■ Request A:
Return everything in the forum thread below from "A simpler mdxjs" down to "[https://codedirty.com/](https://codedirty.com/)", word for word.

■ Text shown:
** BEGIN **

My view is see how it goes, and if I dont like it I'll move to a static
builder. Gatsby seems to be getting the recommendations - but I think themes
are better on hugo and jekyll at present

------
mceachen
If you don't go with a static site generator (like Hugo), make sure you stay
on top of security updates.

Even if you go with a static generator, don't forget to harden your droplet
and set up automatic system security updates.

When picking a theme, check for maintenance. I've found most to be abandoned,
and that can hurt when your website building software updates to a new major
version.

------
farseer
wordpress.com

Yeah its a non HN answer but that is what the general population uses in 2020
for a personal blog. If your blog gets traction or you want to expand into a
full website, then you can think about changing that.

------
quantummkv
Honest advice, roll your own. You can use wordpress or some static site
generator as you wish. But host it on your own servers. A 5$ droplet would be
more than enough for anything.

------
santa_boy
I would say Medium and Ghost. Based on my research, Medium tends to get quick
traction if you post quality content. Many tend to branch off once they build
a reasonable readership.

------
andrefuchs
VuePress and GitHub Pages. Uses markdown and is pretty fast.
[https://vuepress.vuejs.org/](https://vuepress.vuejs.org/)

------
m_ke
Gatsby with mdxjs on GitHub pages built using GitHub actions is a pretty good.

A simpler mdxjs based alternative to Gatsby would be even better but I haven't
seen one yet.

------
wprapido
Self-hosted WP is what I use for
[https://codedirty.com/](https://codedirty.com/)

------
cookingoils
HTML... [http://html.energy](http://html.energy)

------
quickthrower2
Open notepad, type <HTML> and keep going. Save and deploy via netlify or
whatever.

------
01010001
Not even considering Wordpress?

------
detaro
Medium or dev.to don't allow you to use your own domain, so neither of them.

------
Hackbraten
Not even considering self hosting?

------
worldneedsme
Why not considering following :-

\- Wordpress.com

\- Blogspot.com

\- FreelancerCV.com

** END **

■ Request B:
Retype, character for character, everything in the entries below from their first line down to the line containing "<point>114,296</point>", both included.

■ Data shown:
** BEGIN **

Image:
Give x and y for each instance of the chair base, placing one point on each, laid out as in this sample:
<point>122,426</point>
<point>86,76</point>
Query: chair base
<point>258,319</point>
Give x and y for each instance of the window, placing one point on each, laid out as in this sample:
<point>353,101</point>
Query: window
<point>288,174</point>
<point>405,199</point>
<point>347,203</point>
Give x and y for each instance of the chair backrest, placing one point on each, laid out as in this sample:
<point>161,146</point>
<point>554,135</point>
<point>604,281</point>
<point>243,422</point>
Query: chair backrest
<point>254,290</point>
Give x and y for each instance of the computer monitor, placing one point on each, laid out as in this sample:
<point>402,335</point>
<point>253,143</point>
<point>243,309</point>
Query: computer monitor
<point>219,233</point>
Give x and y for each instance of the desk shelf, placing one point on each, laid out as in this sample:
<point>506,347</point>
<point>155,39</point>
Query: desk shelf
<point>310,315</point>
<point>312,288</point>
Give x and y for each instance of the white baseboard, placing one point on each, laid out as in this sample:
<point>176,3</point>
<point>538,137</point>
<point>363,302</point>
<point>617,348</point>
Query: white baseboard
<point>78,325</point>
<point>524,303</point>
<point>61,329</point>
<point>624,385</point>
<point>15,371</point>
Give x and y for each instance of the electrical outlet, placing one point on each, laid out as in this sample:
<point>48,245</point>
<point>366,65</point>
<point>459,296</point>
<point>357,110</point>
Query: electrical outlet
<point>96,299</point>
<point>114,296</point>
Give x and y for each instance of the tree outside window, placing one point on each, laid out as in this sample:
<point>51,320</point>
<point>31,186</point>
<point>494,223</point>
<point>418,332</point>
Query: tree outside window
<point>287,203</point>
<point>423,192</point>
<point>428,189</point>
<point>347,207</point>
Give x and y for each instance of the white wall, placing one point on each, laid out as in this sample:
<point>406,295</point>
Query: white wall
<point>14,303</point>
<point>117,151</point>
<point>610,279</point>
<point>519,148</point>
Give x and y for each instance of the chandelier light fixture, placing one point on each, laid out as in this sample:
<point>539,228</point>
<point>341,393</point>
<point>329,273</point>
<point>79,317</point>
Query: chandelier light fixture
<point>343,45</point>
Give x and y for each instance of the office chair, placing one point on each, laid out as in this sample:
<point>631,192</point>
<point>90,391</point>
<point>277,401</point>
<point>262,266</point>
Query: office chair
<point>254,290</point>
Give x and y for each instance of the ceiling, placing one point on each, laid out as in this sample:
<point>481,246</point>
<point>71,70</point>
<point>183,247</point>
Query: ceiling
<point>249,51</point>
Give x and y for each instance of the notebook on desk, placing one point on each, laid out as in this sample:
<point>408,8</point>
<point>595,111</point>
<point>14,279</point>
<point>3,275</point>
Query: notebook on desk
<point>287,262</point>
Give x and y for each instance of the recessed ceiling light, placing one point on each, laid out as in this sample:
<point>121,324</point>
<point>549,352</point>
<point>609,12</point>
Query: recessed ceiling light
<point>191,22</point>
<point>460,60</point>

** END **

■ Task result A:
A simpler mdxjs based alternative to Gatsby would be even better but I haven't
seen one yet.

------
wprapido
Self-hosted WP is what I use for
[https://codedirty.com/](https://codedirty.com/)

■ Task result B:
Image:
Give x and y for each instance of the chair base, placing one point on each, laid out as in this sample:
<point>122,426</point>
<point>86,76</point>
Query: chair base
<point>258,319</point>
Give x and y for each instance of the window, placing one point on each, laid out as in this sample:
<point>353,101</point>
Query: window
<point>288,174</point>
<point>405,199</point>
<point>347,203</point>
Give x and y for each instance of the chair backrest, placing one point on each, laid out as in this sample:
<point>161,146</point>
<point>554,135</point>
<point>604,281</point>
<point>243,422</point>
Query: chair backrest
<point>254,290</point>
Give x and y for each instance of the computer monitor, placing one point on each, laid out as in this sample:
<point>402,335</point>
<point>253,143</point>
<point>243,309</point>
Query: computer monitor
<point>219,233</point>
Give x and y for each instance of the desk shelf, placing one point on each, laid out as in this sample:
<point>506,347</point>
<point>155,39</point>
Query: desk shelf
<point>310,315</point>
<point>312,288</point>
Give x and y for each instance of the white baseboard, placing one point on each, laid out as in this sample:
<point>176,3</point>
<point>538,137</point>
<point>363,302</point>
<point>617,348</point>
Query: white baseboard
<point>78,325</point>
<point>524,303</point>
<point>61,329</point>
<point>624,385</point>
<point>15,371</point>
Give x and y for each instance of the electrical outlet, placing one point on each, laid out as in this sample:
<point>48,245</point>
<point>366,65</point>
<point>459,296</point>
<point>357,110</point>
Query: electrical outlet
<point>96,299</point>
<point>114,296</point>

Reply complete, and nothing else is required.